◆ **Data supplied**
^^^^^^^^^^^^^^^^
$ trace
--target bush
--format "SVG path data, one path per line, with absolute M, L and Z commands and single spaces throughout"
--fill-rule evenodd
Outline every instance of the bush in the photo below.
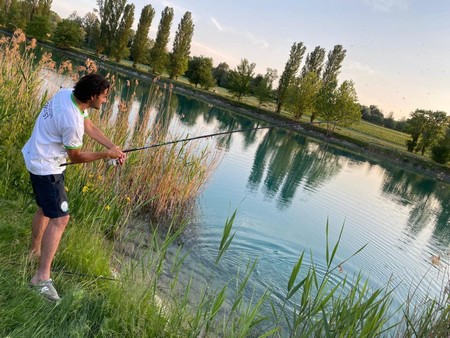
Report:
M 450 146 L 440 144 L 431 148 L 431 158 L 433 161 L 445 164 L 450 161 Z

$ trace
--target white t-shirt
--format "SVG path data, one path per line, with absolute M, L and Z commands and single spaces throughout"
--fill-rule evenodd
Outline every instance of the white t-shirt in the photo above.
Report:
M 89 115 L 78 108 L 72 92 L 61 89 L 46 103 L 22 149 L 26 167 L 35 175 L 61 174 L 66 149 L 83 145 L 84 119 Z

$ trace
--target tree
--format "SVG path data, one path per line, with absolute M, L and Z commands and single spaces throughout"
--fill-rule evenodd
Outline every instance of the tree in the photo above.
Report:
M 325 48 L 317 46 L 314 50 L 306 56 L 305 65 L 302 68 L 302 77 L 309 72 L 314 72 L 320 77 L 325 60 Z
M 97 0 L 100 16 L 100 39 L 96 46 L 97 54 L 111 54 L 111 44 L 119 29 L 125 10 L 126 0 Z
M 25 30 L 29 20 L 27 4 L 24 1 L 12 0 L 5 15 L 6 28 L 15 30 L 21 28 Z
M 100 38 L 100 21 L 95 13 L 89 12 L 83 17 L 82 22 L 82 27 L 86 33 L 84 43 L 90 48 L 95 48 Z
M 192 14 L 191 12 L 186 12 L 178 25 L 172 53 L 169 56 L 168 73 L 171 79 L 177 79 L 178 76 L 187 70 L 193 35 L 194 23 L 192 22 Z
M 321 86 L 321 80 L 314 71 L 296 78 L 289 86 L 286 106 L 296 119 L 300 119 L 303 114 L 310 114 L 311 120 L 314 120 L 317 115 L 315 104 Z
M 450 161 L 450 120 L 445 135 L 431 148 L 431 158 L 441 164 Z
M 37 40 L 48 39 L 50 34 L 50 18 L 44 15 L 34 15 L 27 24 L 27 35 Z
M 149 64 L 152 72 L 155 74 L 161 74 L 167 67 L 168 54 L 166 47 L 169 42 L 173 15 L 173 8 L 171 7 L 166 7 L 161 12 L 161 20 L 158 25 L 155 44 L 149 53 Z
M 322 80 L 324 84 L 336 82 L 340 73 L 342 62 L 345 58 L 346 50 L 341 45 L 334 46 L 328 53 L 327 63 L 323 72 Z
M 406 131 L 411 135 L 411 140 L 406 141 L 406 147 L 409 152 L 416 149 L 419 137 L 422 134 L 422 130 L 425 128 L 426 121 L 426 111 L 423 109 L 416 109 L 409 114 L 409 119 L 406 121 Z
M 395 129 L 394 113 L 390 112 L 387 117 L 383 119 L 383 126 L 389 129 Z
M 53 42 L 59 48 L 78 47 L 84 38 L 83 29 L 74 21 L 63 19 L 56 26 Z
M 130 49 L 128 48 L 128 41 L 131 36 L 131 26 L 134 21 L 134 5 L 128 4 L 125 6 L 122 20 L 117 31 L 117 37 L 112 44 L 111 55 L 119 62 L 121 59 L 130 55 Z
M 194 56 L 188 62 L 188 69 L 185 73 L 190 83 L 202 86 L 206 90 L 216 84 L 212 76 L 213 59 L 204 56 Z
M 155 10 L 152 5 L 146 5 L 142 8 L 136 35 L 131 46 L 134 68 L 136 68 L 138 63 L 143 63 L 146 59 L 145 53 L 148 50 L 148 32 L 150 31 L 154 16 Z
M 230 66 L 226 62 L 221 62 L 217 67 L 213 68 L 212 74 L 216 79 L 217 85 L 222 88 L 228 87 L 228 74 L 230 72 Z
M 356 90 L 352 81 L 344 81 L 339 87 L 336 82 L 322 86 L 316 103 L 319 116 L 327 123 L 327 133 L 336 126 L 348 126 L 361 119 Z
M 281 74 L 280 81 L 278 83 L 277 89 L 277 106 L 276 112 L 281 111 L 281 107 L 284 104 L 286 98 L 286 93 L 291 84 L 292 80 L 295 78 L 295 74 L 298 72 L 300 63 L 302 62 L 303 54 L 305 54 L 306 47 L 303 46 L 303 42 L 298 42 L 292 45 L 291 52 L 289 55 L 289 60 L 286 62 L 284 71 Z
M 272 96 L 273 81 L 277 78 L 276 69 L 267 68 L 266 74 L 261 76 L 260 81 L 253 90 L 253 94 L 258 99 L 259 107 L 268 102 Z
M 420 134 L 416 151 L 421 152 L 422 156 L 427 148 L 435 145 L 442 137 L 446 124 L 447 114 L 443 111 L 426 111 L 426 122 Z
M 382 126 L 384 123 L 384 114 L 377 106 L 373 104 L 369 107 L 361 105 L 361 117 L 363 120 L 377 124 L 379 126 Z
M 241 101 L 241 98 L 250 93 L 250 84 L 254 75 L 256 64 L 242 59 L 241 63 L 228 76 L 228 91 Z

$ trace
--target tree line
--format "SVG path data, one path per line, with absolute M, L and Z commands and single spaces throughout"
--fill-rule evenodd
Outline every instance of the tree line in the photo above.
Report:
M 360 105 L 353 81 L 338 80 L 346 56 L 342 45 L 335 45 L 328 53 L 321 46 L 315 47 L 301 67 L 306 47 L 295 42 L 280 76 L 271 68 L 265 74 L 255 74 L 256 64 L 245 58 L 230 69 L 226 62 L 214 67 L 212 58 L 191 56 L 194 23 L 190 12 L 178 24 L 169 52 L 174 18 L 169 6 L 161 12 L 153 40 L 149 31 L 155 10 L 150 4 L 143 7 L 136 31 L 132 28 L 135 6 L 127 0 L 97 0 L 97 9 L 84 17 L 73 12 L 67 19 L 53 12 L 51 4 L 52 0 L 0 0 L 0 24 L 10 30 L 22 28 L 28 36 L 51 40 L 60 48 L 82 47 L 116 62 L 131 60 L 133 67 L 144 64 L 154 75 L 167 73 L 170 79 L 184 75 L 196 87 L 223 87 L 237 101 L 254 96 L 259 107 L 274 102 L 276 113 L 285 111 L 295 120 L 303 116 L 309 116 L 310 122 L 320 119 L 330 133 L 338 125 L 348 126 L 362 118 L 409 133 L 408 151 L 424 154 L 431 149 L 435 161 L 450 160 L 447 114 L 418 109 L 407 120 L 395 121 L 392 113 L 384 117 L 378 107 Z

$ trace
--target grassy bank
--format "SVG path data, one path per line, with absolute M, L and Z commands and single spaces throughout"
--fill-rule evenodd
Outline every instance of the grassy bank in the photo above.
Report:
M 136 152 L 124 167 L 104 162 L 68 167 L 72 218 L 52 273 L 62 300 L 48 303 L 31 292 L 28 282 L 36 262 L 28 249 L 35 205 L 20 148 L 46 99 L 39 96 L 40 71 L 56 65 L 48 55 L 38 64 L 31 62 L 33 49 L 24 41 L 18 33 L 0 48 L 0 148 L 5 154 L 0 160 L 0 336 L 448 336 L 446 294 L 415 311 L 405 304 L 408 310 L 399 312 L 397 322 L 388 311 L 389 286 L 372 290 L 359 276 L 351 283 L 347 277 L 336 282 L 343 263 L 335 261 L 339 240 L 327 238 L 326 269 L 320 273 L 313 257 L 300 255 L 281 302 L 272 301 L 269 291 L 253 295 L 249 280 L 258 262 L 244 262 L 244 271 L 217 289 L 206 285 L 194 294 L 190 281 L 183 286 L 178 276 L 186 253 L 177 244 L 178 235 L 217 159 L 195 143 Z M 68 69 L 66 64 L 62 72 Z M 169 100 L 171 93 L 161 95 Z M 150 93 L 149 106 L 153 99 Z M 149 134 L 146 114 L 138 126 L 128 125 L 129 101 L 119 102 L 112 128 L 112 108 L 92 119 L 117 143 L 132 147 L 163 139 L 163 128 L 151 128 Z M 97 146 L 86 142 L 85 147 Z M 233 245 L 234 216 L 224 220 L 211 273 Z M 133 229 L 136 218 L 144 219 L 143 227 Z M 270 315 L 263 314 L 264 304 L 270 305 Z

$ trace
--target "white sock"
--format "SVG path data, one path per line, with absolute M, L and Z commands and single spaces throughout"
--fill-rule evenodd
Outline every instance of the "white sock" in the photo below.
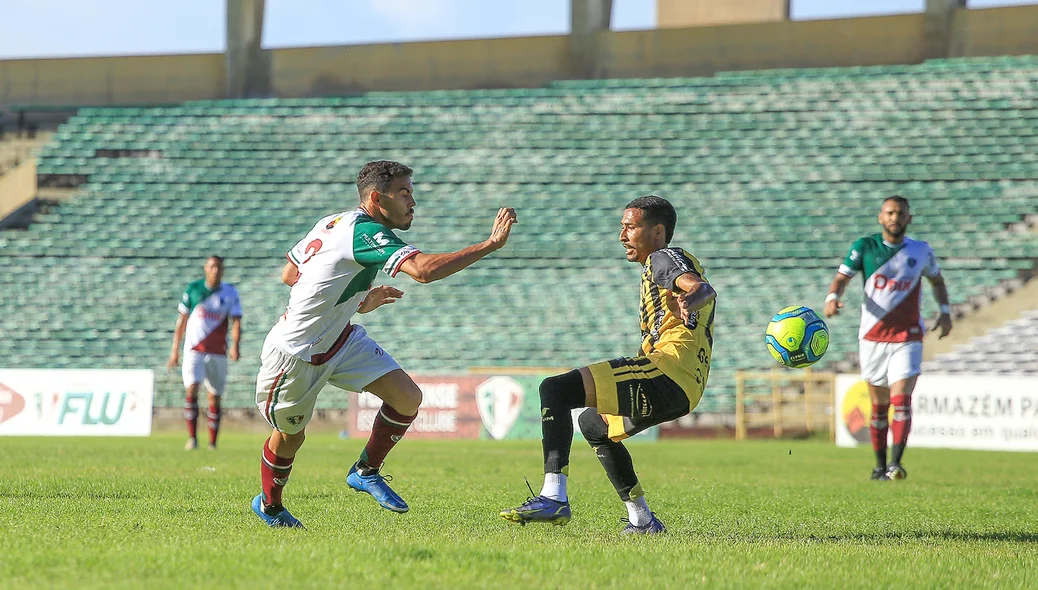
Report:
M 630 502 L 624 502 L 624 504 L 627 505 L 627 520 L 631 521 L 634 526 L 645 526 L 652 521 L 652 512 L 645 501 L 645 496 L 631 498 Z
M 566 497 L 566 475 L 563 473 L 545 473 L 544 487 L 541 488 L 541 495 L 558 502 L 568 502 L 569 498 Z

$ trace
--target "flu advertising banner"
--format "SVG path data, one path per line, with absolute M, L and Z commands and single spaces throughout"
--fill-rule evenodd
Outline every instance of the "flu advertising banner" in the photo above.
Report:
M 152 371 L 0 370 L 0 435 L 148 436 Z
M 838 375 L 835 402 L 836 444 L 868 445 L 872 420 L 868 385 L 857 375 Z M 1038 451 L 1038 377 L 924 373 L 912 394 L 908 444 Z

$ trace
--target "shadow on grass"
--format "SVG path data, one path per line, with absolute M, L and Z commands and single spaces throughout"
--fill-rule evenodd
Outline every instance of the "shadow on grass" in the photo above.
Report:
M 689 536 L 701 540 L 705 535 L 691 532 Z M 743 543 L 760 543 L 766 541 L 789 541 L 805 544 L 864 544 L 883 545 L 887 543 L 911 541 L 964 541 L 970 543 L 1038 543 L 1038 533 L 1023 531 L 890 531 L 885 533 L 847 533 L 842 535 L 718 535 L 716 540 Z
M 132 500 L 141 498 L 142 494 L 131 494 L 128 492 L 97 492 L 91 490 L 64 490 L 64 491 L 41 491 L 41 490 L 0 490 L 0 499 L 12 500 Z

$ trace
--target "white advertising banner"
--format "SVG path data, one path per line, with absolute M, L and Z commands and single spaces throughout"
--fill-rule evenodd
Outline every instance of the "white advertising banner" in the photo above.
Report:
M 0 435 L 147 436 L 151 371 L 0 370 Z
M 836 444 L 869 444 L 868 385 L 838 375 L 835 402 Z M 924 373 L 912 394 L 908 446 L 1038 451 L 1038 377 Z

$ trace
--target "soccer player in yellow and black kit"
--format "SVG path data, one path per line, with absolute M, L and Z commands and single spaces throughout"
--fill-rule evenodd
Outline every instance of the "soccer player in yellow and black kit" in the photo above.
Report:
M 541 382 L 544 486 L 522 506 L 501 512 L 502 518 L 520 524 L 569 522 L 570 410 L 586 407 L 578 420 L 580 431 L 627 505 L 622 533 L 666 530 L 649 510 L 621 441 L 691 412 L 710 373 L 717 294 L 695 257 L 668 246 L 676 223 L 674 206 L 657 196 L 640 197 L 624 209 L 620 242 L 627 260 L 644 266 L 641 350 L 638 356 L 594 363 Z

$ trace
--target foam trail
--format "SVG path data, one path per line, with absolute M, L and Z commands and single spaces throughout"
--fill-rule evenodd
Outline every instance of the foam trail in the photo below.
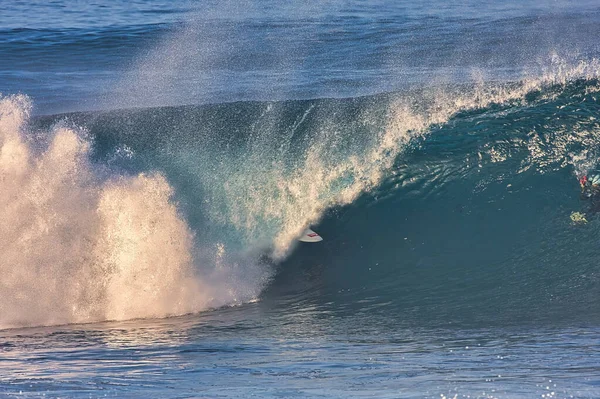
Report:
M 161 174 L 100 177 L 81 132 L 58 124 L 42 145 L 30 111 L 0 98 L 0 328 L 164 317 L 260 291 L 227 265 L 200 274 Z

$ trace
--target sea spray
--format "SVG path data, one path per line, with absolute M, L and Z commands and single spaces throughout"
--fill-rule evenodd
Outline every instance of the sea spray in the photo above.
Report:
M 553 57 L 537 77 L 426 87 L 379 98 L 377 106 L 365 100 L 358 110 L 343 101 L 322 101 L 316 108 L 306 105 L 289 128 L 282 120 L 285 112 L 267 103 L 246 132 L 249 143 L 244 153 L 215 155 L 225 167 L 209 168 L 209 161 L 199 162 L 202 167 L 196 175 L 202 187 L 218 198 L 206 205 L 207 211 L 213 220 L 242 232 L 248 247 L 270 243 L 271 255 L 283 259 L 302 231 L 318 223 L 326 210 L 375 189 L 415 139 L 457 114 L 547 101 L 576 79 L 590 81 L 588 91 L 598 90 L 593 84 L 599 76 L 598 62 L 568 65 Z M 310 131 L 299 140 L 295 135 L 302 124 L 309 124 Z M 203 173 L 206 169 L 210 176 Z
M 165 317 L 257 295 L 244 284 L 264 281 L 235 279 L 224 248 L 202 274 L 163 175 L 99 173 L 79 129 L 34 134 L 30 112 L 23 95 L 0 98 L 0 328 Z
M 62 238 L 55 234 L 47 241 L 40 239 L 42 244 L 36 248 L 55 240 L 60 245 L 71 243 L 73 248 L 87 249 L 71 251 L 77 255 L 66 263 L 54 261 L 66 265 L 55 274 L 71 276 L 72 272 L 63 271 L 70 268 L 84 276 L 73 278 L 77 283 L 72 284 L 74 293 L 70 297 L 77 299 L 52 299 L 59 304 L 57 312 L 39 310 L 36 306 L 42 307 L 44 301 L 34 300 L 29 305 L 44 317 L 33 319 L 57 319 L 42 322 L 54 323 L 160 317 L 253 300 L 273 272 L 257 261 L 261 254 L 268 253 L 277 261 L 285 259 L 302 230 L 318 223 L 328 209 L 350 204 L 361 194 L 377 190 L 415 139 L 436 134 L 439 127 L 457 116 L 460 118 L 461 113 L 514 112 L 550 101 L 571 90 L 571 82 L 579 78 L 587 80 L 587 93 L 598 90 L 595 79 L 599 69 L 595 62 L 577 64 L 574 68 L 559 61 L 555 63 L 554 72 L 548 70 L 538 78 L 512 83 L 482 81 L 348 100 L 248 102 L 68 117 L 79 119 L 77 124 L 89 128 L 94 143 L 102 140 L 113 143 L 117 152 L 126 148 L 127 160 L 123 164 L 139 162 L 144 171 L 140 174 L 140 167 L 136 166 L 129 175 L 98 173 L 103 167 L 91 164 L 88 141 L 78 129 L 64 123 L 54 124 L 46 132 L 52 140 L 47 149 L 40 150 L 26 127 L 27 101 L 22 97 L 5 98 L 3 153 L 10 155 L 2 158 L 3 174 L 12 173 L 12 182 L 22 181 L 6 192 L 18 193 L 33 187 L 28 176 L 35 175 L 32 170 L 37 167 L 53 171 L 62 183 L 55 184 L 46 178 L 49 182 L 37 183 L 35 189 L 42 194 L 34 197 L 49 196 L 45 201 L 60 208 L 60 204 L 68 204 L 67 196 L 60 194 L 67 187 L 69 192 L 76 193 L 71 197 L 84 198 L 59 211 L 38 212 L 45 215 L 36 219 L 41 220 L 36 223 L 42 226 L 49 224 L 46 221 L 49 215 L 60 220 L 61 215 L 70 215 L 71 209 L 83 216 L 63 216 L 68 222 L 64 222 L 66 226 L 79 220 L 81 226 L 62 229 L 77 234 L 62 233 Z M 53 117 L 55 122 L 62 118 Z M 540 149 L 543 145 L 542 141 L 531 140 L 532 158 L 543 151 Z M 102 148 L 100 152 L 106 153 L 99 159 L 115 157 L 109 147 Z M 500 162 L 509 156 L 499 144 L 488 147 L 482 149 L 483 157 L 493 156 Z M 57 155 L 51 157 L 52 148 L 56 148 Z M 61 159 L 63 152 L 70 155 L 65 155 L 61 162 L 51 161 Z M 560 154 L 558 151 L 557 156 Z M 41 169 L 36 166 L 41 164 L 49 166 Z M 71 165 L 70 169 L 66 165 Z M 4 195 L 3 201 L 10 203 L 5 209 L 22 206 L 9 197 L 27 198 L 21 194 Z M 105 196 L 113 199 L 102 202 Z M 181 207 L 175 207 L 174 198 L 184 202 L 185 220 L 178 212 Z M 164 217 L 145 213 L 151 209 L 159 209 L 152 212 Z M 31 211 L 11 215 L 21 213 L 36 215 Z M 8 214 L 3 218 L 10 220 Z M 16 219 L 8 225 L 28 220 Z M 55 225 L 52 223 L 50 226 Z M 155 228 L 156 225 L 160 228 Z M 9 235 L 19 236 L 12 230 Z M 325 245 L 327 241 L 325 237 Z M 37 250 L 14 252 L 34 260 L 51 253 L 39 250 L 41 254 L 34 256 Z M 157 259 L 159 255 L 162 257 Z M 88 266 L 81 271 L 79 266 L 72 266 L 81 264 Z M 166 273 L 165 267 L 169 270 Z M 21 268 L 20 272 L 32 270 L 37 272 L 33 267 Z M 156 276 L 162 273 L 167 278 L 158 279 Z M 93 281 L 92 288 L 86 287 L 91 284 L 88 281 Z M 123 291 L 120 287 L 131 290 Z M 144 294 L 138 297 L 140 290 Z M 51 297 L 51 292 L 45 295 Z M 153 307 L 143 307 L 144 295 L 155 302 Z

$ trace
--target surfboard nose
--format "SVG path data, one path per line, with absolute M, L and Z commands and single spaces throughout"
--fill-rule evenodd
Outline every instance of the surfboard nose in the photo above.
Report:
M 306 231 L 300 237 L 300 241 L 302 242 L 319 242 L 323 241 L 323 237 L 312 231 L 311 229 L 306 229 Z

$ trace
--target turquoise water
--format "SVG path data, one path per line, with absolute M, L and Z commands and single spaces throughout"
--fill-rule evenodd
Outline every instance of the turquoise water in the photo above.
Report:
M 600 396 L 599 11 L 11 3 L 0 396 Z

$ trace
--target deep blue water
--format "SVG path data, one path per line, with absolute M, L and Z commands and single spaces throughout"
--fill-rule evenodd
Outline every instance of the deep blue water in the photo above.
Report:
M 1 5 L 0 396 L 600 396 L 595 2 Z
^^^^^^^^^^^^^^^^
◆ **Task to carry out**
Identify the lines above that contain the word "bush", then copy them.

◆ **Task solution**
--target bush
Outline every instance of the bush in the photo below.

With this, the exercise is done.